CONSIGNE: Repérez dans la liste ci-dessous chaque ligne où figure le mot « overcast », puis recopiez toutes ces lignes.

DONNÉES À TRAITER:
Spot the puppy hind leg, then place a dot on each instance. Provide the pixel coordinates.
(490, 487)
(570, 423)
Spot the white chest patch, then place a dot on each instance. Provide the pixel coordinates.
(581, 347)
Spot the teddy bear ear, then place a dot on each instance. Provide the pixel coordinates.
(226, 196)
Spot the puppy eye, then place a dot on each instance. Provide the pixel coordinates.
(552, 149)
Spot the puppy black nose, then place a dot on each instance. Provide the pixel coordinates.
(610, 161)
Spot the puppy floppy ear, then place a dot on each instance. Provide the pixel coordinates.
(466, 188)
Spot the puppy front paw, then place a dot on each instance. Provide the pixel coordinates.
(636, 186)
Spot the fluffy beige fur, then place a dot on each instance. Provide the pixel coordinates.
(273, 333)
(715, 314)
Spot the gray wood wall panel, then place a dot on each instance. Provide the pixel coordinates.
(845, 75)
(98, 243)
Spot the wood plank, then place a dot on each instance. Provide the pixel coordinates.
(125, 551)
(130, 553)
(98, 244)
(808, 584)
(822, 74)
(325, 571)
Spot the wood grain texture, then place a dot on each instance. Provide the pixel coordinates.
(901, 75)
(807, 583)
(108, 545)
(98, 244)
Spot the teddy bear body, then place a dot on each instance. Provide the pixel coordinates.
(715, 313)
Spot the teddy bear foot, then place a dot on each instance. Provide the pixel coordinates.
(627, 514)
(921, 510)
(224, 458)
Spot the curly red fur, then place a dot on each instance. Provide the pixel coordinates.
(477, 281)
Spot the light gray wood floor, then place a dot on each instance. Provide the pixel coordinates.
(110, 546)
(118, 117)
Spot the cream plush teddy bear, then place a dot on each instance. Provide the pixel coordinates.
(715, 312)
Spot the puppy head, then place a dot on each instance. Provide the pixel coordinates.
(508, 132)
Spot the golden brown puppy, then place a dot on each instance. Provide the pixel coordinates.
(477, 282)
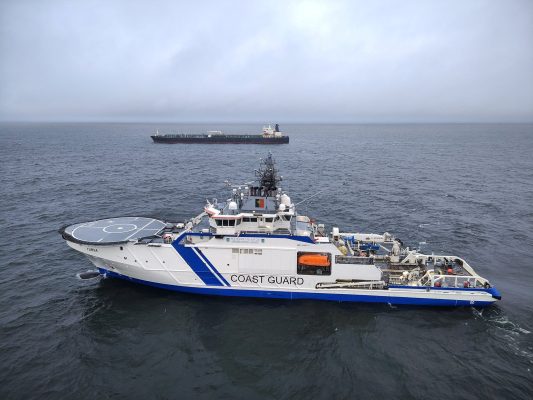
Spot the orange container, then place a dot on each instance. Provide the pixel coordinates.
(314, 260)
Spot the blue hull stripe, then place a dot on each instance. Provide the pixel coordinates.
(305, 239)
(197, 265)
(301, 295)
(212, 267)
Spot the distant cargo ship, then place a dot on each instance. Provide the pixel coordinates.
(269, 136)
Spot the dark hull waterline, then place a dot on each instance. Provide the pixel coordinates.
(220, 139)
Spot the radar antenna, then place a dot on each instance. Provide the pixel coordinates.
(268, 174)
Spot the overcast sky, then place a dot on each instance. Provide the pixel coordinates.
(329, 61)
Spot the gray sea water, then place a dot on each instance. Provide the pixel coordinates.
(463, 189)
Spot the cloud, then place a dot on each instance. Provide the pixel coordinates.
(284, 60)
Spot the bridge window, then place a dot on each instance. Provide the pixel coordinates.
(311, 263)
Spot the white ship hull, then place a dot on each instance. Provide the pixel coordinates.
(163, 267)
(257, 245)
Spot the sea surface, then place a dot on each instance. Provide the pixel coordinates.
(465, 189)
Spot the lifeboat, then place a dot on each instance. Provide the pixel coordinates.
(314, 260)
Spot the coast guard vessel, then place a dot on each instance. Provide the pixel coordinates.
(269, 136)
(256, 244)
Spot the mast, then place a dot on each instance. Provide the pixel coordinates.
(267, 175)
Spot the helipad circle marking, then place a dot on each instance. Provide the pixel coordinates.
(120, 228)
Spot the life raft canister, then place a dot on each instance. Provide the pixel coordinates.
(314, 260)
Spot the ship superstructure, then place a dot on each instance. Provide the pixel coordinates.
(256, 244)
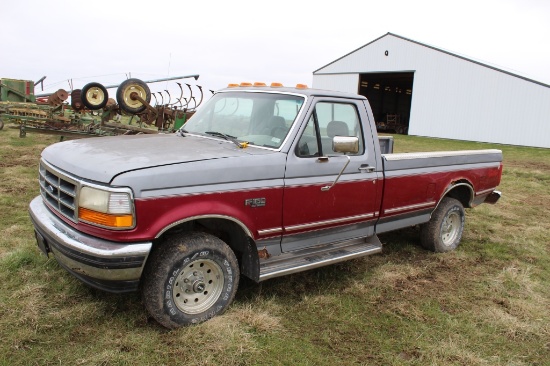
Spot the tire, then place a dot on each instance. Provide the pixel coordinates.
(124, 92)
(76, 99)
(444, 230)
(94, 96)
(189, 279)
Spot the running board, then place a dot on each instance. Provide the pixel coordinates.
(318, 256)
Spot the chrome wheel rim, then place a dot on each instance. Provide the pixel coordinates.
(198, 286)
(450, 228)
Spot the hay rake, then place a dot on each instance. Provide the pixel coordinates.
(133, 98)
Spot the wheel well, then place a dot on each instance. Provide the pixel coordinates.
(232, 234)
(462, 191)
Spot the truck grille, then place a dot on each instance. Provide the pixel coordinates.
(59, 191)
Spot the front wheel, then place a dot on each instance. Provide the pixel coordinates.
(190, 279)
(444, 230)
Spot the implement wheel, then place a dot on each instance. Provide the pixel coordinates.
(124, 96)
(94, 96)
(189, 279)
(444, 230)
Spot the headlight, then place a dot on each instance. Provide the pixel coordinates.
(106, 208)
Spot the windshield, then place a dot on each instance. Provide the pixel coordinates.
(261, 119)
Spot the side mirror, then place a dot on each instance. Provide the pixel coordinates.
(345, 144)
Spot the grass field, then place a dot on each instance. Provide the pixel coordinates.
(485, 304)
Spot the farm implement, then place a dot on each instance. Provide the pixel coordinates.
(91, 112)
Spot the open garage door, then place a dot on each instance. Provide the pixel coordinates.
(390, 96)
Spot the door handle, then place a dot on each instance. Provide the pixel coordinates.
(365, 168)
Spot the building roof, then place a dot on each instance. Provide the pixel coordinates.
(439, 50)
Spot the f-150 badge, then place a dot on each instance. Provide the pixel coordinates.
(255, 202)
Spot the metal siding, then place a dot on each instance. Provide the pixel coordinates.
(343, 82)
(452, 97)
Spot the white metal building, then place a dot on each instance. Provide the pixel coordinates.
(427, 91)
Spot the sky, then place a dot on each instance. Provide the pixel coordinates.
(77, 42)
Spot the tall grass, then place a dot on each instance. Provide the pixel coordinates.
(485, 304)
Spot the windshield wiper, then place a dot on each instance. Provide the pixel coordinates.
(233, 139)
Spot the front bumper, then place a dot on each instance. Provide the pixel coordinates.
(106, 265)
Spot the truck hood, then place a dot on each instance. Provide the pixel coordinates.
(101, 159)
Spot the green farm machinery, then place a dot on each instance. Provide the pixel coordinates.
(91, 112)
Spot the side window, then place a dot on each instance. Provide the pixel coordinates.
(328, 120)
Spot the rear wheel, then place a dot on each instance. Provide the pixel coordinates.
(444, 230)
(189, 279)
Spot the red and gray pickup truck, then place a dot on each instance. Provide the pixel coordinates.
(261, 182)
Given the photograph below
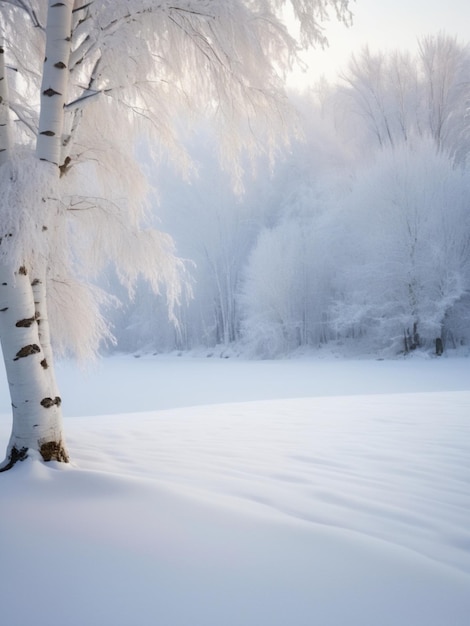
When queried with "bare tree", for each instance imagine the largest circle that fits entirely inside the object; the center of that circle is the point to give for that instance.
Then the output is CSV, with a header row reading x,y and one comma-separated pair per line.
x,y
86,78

==

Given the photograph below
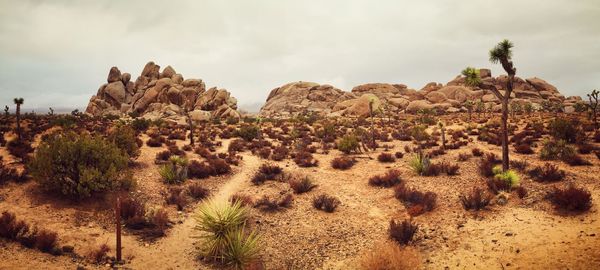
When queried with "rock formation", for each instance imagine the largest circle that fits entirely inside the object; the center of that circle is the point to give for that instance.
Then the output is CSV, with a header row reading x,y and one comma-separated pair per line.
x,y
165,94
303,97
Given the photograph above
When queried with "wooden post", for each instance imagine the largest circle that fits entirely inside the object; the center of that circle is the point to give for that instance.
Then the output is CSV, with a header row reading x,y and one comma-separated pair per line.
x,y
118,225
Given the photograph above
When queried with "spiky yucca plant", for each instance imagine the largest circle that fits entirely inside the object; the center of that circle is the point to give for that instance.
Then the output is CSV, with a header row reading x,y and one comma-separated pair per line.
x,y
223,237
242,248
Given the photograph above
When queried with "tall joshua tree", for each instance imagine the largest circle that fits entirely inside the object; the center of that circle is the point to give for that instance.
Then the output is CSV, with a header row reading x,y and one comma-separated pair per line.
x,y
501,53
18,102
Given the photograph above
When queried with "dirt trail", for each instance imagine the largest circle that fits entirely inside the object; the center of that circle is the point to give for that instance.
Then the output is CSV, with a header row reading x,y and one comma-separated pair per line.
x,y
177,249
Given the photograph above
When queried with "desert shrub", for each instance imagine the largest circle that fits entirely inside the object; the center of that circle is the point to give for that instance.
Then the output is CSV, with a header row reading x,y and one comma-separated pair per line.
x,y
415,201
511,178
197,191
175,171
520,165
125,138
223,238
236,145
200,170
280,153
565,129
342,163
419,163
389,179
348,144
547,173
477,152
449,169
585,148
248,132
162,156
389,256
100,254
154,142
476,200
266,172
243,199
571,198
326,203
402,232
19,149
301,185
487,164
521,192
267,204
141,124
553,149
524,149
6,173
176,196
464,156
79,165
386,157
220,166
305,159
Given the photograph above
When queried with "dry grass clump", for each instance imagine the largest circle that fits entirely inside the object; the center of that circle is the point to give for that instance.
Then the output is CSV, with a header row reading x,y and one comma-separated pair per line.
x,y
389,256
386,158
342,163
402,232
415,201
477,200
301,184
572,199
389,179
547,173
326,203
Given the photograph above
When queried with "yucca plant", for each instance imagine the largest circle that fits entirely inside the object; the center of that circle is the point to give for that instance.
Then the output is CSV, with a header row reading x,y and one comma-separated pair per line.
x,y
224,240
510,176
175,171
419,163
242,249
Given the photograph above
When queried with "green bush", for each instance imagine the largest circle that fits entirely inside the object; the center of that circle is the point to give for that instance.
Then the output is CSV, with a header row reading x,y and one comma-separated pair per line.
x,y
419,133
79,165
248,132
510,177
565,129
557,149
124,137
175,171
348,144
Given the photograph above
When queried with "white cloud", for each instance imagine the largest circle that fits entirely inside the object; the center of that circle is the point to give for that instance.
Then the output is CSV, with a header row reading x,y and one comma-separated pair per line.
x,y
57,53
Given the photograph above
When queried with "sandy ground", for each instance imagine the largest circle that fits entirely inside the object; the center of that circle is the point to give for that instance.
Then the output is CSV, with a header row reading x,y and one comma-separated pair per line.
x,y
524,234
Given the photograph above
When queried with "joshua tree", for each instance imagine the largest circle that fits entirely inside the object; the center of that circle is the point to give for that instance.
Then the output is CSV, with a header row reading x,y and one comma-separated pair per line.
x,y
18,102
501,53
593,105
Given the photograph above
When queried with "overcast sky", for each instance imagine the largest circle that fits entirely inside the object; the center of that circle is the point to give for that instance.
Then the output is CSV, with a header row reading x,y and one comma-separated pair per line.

---

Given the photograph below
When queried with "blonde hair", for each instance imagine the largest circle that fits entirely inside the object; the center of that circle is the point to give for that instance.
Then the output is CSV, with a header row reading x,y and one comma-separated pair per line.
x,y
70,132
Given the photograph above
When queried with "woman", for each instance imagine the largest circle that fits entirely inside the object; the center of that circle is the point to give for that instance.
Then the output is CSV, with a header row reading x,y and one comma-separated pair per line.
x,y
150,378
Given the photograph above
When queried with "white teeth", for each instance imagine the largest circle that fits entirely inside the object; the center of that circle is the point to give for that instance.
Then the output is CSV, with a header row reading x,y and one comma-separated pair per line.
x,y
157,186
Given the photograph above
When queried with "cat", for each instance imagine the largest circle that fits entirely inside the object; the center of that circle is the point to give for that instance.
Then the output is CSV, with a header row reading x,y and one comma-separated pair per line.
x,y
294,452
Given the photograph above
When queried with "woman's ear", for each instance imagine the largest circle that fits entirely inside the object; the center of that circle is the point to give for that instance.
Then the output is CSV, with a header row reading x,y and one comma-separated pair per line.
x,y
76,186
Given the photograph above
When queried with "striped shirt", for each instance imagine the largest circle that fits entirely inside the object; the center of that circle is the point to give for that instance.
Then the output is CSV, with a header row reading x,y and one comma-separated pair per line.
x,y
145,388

VOICI LE RÉSULTAT:
Spot the overcast sky, then place a dot on each instance. Provide the pixel coordinates.
When queried with "overcast sky", for each instance imagine the largest circle that fits entirely inside the object; the center of that circle is the point to give for that instance.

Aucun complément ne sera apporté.